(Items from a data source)

════════════════════

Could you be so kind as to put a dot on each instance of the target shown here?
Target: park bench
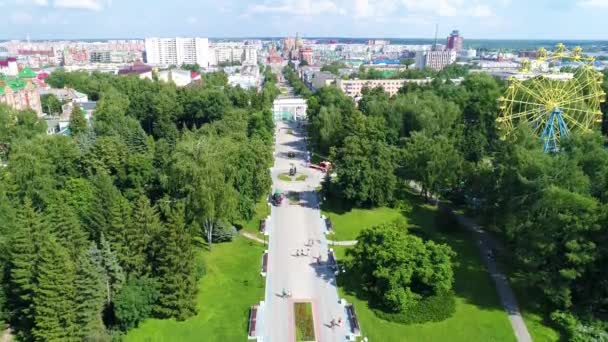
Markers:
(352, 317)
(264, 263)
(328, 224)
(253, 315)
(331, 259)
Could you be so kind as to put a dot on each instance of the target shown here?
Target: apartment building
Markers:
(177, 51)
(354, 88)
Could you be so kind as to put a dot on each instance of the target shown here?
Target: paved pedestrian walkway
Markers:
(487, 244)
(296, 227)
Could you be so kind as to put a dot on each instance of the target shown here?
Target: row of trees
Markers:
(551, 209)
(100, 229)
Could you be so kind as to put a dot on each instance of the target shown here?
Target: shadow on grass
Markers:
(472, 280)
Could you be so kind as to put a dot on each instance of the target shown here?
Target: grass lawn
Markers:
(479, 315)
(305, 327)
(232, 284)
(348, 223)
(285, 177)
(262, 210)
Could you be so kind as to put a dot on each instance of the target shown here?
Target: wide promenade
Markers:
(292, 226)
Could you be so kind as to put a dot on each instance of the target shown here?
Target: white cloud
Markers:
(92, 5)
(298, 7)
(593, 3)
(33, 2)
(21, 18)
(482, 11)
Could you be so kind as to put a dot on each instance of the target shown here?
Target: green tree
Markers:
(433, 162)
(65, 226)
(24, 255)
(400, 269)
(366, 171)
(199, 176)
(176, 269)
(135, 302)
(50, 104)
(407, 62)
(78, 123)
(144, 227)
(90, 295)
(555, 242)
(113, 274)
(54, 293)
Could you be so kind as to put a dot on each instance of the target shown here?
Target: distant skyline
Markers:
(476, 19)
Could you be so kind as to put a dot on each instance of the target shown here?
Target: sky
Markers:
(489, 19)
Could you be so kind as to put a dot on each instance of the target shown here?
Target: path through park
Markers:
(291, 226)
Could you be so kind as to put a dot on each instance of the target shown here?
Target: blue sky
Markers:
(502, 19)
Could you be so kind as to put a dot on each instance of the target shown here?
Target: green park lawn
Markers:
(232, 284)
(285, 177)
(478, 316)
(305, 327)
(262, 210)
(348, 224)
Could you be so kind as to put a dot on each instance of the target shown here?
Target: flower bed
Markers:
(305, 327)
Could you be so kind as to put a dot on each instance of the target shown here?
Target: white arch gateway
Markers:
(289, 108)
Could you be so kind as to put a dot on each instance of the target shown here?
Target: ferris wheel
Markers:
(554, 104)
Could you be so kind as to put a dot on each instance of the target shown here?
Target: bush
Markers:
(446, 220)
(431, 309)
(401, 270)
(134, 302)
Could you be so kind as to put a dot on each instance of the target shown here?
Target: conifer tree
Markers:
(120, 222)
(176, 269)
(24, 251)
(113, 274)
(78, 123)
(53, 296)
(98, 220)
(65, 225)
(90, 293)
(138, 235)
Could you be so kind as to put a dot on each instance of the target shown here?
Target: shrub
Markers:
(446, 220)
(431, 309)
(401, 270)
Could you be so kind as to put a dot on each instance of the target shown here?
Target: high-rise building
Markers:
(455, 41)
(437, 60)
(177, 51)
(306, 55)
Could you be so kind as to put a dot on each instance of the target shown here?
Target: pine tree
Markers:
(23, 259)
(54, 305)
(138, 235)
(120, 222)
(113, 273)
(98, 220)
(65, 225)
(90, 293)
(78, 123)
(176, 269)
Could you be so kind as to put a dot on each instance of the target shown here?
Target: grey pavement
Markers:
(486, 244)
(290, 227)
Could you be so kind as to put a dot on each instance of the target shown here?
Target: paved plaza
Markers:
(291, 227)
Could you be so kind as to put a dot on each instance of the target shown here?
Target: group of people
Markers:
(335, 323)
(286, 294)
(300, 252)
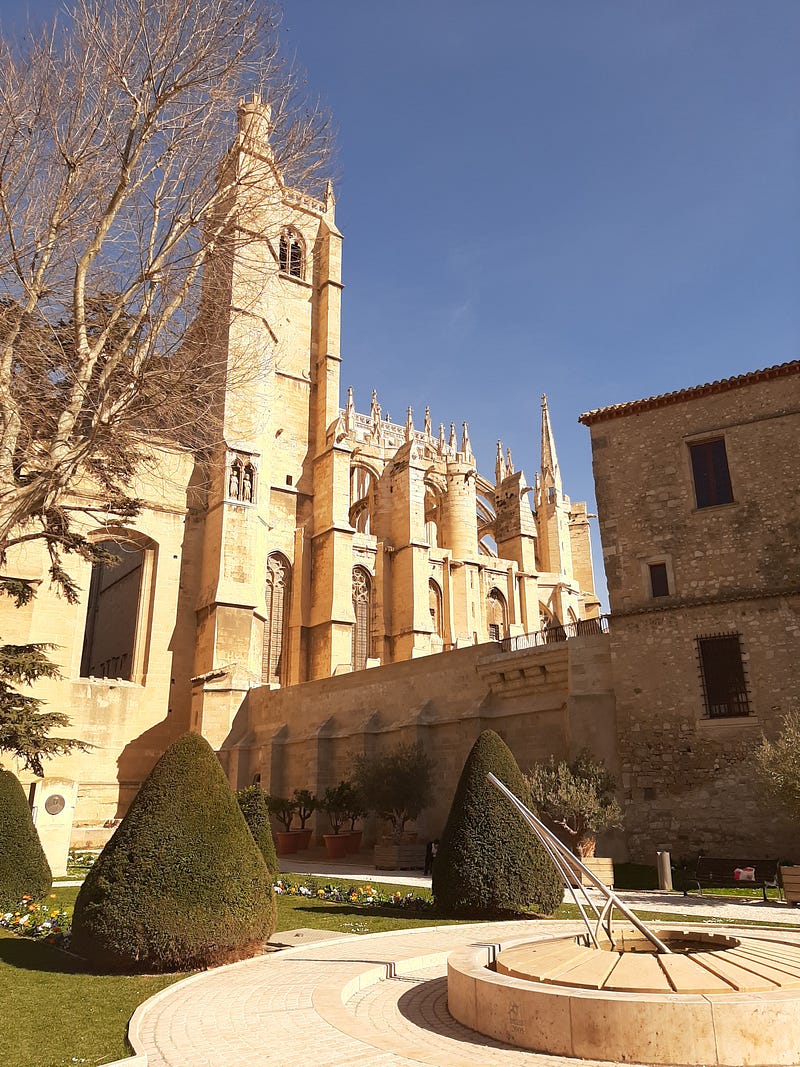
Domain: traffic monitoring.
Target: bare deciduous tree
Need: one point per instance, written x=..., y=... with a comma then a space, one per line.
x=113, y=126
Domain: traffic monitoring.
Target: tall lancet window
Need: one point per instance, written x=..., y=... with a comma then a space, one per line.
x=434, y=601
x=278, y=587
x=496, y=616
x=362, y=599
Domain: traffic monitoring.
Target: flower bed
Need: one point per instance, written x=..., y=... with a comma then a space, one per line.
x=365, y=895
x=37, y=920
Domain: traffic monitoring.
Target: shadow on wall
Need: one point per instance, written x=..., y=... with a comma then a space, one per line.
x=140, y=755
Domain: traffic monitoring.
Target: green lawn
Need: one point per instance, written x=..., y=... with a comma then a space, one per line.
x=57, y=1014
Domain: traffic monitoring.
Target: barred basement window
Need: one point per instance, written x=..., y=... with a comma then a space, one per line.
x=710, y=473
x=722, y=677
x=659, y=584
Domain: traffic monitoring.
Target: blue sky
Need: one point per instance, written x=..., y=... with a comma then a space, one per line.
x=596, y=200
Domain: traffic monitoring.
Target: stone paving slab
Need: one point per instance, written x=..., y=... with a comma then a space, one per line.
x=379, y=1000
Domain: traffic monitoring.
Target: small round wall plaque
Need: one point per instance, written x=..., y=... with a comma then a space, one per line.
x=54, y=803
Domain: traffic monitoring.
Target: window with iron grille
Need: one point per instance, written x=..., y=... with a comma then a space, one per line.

════════════════════

:: YOUR ASSIGNMENT ::
Write out again exactly the lines from the start of the data above through the line containing "Target: green tree", inclusive, excluding any pictures.

:: SOLUTION TO THIS TASK ::
Could you be so kind as to put a dot on each instance of the target shown here?
Target: park bench
Markers:
(352, 317)
(264, 263)
(328, 224)
(253, 315)
(331, 259)
Could you be so kind as to put a dot on each instance of the target shown here?
Target: apartment building
Markers:
(177, 51)
(354, 88)
Could you be so kind as to put a dot on each instance of the target shown here?
Target: paved pedestrian walkway
Markers:
(487, 244)
(296, 227)
Could you be so kind as to put a dot on each instance of the target shown here?
Target: row of trees
Markers:
(551, 209)
(100, 229)
Could you be so kind as to put a dot on each instance of the target shown here?
Target: shadow on grass
Markers:
(472, 280)
Could you be so kind as to put a dot on each instance of the target shown here?
Target: grass lawn
Markers:
(479, 315)
(305, 327)
(232, 284)
(348, 223)
(285, 177)
(262, 210)
Could you be so kind as to put a dot on each instance of the target shown here?
Target: wide promenade
Markers:
(292, 226)
Could you be so kind as to put a dot on each instance of the target shown here?
Target: white cloud
Markers:
(92, 5)
(298, 7)
(593, 3)
(33, 2)
(21, 18)
(482, 11)
Could you be so kind as to put a dot on each instance of the target shown here?
Target: green tree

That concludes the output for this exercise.